What you need to do> Repeat the entries exactly, keeping every line as it is.

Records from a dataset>
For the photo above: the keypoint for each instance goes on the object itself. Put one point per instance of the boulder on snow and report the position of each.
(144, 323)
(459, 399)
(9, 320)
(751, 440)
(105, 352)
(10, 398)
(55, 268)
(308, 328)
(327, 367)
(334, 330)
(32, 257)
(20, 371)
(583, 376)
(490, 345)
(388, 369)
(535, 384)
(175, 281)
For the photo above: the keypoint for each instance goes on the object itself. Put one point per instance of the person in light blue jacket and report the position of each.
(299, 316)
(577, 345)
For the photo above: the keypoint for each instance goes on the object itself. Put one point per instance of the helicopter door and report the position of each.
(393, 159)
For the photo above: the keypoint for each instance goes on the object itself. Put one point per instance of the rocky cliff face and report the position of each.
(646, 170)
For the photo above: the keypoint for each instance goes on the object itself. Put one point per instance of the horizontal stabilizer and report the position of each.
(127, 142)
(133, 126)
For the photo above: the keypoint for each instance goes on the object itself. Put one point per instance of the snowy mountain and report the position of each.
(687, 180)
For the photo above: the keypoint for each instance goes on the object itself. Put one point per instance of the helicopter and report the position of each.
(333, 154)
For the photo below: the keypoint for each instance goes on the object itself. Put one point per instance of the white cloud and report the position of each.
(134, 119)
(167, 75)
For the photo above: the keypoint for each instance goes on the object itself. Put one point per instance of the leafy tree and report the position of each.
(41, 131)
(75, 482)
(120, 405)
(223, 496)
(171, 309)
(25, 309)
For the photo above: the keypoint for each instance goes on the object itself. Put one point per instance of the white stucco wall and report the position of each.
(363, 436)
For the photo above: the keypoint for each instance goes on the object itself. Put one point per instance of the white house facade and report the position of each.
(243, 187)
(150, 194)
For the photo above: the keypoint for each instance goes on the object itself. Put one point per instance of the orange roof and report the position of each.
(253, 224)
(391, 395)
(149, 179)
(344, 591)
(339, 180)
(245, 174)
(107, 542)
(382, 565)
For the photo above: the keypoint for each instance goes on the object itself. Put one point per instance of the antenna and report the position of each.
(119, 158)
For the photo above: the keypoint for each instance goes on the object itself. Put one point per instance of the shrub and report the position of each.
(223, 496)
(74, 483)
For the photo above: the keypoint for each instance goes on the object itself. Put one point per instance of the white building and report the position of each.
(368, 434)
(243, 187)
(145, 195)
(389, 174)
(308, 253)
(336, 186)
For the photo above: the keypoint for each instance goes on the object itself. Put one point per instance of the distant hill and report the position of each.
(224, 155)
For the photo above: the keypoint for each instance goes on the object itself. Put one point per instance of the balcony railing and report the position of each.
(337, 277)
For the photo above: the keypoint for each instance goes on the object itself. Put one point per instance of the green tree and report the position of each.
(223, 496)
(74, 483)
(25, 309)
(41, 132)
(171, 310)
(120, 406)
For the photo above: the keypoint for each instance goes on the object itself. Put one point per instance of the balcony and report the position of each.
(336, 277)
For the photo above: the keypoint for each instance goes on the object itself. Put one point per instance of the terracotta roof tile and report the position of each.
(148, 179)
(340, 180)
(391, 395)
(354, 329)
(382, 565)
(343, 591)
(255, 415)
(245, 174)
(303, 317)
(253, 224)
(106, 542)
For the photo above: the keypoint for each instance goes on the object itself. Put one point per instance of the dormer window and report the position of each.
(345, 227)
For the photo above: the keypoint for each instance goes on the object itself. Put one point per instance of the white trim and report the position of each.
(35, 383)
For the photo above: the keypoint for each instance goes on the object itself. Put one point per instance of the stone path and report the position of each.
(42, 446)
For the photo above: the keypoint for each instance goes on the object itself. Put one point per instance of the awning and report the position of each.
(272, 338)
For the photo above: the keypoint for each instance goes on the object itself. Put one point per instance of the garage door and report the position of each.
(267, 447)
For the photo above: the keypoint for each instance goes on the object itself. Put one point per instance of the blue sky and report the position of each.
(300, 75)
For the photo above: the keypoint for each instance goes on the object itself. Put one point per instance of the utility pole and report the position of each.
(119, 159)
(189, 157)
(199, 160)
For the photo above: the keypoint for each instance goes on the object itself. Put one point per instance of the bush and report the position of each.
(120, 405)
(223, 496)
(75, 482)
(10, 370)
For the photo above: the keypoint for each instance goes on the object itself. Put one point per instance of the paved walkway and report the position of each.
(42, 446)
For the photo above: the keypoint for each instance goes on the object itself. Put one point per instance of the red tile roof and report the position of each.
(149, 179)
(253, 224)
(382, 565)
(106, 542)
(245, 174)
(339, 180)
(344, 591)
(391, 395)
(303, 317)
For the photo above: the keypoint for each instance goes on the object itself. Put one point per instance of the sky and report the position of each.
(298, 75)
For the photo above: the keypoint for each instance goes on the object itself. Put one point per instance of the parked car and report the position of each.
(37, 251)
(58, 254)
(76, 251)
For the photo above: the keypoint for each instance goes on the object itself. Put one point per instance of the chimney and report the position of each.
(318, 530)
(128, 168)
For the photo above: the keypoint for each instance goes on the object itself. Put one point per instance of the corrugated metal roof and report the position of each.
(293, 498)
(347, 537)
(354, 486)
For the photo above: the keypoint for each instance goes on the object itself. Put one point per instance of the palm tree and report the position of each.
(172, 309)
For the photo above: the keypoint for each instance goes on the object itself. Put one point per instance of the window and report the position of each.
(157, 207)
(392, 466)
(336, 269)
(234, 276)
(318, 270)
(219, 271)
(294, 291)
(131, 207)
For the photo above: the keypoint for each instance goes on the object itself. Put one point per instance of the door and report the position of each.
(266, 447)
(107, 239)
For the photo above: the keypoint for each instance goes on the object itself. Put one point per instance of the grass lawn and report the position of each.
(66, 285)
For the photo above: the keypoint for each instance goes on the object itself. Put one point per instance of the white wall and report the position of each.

Answer below>
For the photo above: the keypoint for each instance goes on the object itself. Put one point per instance of the boulder on snow and report the position of each.
(144, 323)
(459, 399)
(9, 320)
(751, 440)
(105, 352)
(10, 398)
(55, 268)
(308, 328)
(327, 367)
(334, 330)
(32, 257)
(20, 371)
(583, 376)
(490, 345)
(388, 369)
(535, 384)
(175, 281)
For the photo above: the keypoint for each instance goes on the object itself. Put one point per instance of the person in light blue jacket and report the position of each.
(299, 316)
(577, 345)
For the photo above: the keypoint for each instance goes on the object itself. Put one point per instance of the helicopter door and report the position of each.
(393, 159)
For the photo above: the keypoint for each instance goes on the object itself. Put one point per instance of the rocky cliff face and report the position of each.
(646, 170)
For the photo above: the keypoint for each instance goes on the object itself. Put one point per instance of the horizontal stabilizer and report the position of each.
(127, 142)
(133, 126)
For the photo above: the keypoint for each instance goes on the object itself. Put one point per instance of the snowy mountain and report the position of each.
(687, 180)
For the photo above: the keypoint for each instance goes on the object itself. Put one point per instance of the helicopter and report the position of each.
(333, 154)
For the photo below: the keypoint for each instance goes on the object itself. Put one point per instance of the white cloud and report the position of each.
(134, 119)
(167, 75)
For the photo above: the keypoint for each instance goes on the object itself. Put one point per instance of the leafy tree and report the position of each.
(41, 131)
(75, 482)
(120, 405)
(223, 496)
(171, 309)
(25, 309)
For the photo above: the keypoint for each instance goes on the object itself. Put one point per instance of the white stucco wall and report the position of each.
(363, 436)
For the photo above: the keypoint for each instance goes on the object itself. Put one point per instance of the white house facade and report the position of each.
(243, 187)
(150, 194)
For the photo above: the keypoint for each instance goes on the object itself. Put one point per instance of the orange roof and report the position of each.
(253, 224)
(391, 395)
(149, 179)
(344, 591)
(339, 180)
(245, 174)
(107, 542)
(382, 565)
For the photo above: the keypoint for each instance goes on the object itself. Put one point per instance of the antenna and report the position of each.
(119, 158)
For the photo above: the keypoint for each instance goes on the object itself. Put one point per instance of the shrub and report the position of each.
(223, 496)
(74, 483)
For the photo above: the keypoint for each instance goes on the object itself. Put one point per instance of the white building and report the position of each.
(368, 434)
(243, 187)
(145, 195)
(389, 174)
(308, 253)
(336, 186)
For the photo above: the keypoint for each instance goes on the object itself. Put one point per instance of the distant hill and report the position of each.
(224, 155)
For the photo above: the keypoint for each instance goes on the object itself. Put one point per instance of the balcony railing and report the position of each.
(337, 277)
For the photo above: the keypoint for each instance goes on the object itself. Put one point per instance of the green tree and report the position of each.
(223, 496)
(74, 483)
(25, 309)
(41, 132)
(171, 310)
(120, 406)
For the photo above: the keypoint for each instance goes on the object itself. Put one point per instance of the balcony and report the position of each.
(336, 277)
For the photo above: the keypoint for each instance goes on the object itself. Put one point per instance of the terracotta roof tile and report the position of each.
(148, 179)
(340, 180)
(391, 395)
(354, 329)
(382, 565)
(343, 591)
(255, 415)
(245, 174)
(303, 317)
(253, 224)
(106, 542)
For the photo above: the keypoint for each instance goes on the object itself. Put one point per instance of the dormer window and report the position of each.
(345, 227)
For the photo above: the keypoint for each instance goes on the object itself. Put one point per instance of the white trim and report the position of each.
(35, 383)
For the photo above: the keypoint for each instance goes on the object itself. Put one point per instance of the stone path and report the position of each.
(42, 446)
For the photo above: the keypoint for each instance goes on the object itself. Put one point per instance of the awning and report the position of each.
(272, 338)
For the photo above: the keypoint for each instance goes on the object itself. Put one point per instance of the garage door and report the position of each.
(267, 447)
For the photo above: the keypoint for each instance goes on the object itself. Put one point per instance of the blue sky and report the position of each.
(300, 75)
For the photo above: the keypoint for each instance goes on the object itself. Put one point per instance of the utility pole and report the position of each.
(119, 159)
(189, 157)
(199, 160)
For the photo above: the keypoint for each instance goes on the object itself. Put one point per instance of the bush and report the position of each.
(120, 405)
(223, 496)
(75, 482)
(10, 370)
For the photo above: the keypoint for each instance goes on the object itself. Put one point per instance of the paved walkway and report the position of each.
(42, 446)
For the photo above: the keypoint for each instance goes on the object itself. Put one point per instance of the red tile roof and report the position of each.
(149, 179)
(253, 224)
(382, 565)
(106, 542)
(245, 174)
(339, 180)
(344, 591)
(391, 395)
(303, 317)
For the photo above: the keypoint for each instance goes on the object itself. Put one point per instance of the sky and report the position of each.
(298, 75)
For the photo above: the keypoint for each instance goes on the object itself. Put one point per instance of the parked car and report the position of each.
(37, 251)
(58, 254)
(76, 251)
For the photo above: the keypoint for each instance goes on the object itself. Put one point per instance of the chimney and report the position of each.
(318, 530)
(128, 168)
For the photo above: the keypoint for each instance goes on the object itself. Put one point per instance of the corrugated metal roof and report the position of each.
(293, 498)
(347, 537)
(354, 486)
For the photo above: the keypoint for each instance goes on the object itself. Put one point per instance of the palm tree and report the position of each.
(172, 309)
For the photo above: the keypoint for each instance goes on the object itself. Put one point per instance of the window and report the position of each.
(157, 207)
(392, 466)
(336, 269)
(234, 276)
(318, 270)
(219, 271)
(294, 291)
(131, 207)
For the photo above: the keypoint for each instance goes on the object itself. Put one point per instance of the door and report the position of each.
(266, 447)
(107, 239)
For the photo above: the keypoint for each instance goes on the object itself. Put one point per instance of the grass lawn and report the position of each.
(66, 285)
For the photo above: the keypoint for each instance goes on the object itself. Put one point per instance of the white wall and report the position of each.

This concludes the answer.